* Start Records for this exercise *

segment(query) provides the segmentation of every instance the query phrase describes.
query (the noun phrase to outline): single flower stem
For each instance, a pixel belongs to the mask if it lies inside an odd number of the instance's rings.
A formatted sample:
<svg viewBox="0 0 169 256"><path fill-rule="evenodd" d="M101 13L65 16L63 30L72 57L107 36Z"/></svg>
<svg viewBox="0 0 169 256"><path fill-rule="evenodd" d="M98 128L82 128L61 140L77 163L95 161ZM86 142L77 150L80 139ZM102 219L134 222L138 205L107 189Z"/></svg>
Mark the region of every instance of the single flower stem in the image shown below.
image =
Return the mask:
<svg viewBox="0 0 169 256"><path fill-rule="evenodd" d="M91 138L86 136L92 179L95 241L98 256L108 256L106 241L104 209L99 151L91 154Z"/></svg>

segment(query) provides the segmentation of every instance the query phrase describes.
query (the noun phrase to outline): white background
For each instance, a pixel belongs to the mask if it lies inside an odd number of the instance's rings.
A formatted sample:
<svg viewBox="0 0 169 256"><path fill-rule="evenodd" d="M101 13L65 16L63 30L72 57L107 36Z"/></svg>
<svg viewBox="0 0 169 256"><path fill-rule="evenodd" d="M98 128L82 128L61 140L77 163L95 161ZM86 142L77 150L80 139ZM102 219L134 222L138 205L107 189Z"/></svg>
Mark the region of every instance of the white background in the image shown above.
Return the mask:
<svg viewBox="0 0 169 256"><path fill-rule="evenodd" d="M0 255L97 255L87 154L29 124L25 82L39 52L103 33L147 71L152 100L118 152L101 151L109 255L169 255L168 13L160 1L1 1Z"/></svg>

* End Records for this exercise *

**Work to do**
Copy out all of the entries above line for line, with no changes.

**Response**
segment(query) provides the segmentation of every instance the query phrase describes.
query (the noun phrase to outline): single flower stem
For each instance, a pixel belongs to the mask if it lies inside an odd number of the instance's rings.
A formatted sample:
<svg viewBox="0 0 169 256"><path fill-rule="evenodd" d="M101 13L65 16L63 30L72 57L107 36Z"/></svg>
<svg viewBox="0 0 169 256"><path fill-rule="evenodd" d="M98 128L82 128L61 140L77 163L95 161ZM86 142L77 150L80 139ZM102 219L134 222L138 205L107 189Z"/></svg>
Mark the region of every instance of the single flower stem in the image shown below.
image =
Return the mask:
<svg viewBox="0 0 169 256"><path fill-rule="evenodd" d="M91 138L86 136L92 179L95 241L98 256L108 256L106 241L104 209L99 151L91 154Z"/></svg>

segment(query) provides the segmentation of every instance the query phrase describes.
query (the noun phrase to outline): white background
For each instance, a pixel belongs to the mask if it lies inside an odd number of the instance's rings.
A formatted sample:
<svg viewBox="0 0 169 256"><path fill-rule="evenodd" d="M101 13L65 16L63 30L72 57L107 36Z"/></svg>
<svg viewBox="0 0 169 256"><path fill-rule="evenodd" d="M98 128L82 128L61 140L77 163L95 161ZM86 142L77 150L80 139ZM102 219L134 222L138 205L107 189Z"/></svg>
Mark the region of every instance of the white background in the image shown above.
Return the mask:
<svg viewBox="0 0 169 256"><path fill-rule="evenodd" d="M0 255L97 255L87 154L29 124L25 82L39 52L103 33L147 71L152 100L118 152L101 151L109 255L169 255L168 13L160 1L1 1Z"/></svg>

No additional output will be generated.